> [Written instruction]:
Pull out each line of the items below that contains the word "position", copying it in full. Match the capitalization exactly.

> [Extracted records]:
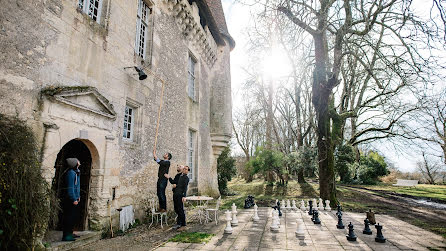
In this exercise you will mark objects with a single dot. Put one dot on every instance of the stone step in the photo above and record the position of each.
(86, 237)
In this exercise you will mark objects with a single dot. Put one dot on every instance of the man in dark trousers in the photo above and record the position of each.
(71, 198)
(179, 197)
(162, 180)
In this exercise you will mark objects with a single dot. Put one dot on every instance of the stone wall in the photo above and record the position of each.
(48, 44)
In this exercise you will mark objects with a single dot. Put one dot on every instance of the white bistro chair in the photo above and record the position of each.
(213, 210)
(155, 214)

==

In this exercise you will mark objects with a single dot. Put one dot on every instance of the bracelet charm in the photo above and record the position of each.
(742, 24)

> [Answer to this exercise]:
In this exercise you will mark objects with a single dot. Put one dot on every instance of the stone step in the photo above and record the position of each.
In this exercise you will mark objects with a single dot. Put one dot on every instance of the man in dark trousers in the photo above and record the position of each.
In this exercise you will mark objects with a single dot. Put one dot on every instance of the stone wall in the photo above and record the position of each.
In this exercise you will mark objects with a single dot. Put one dot on every instance of the white bistro chair in the photo above and record the position of each.
In this exercise you will mark objects with a single dot. Put one dot on every instance of the bracelet charm in the photo above and record the position of each.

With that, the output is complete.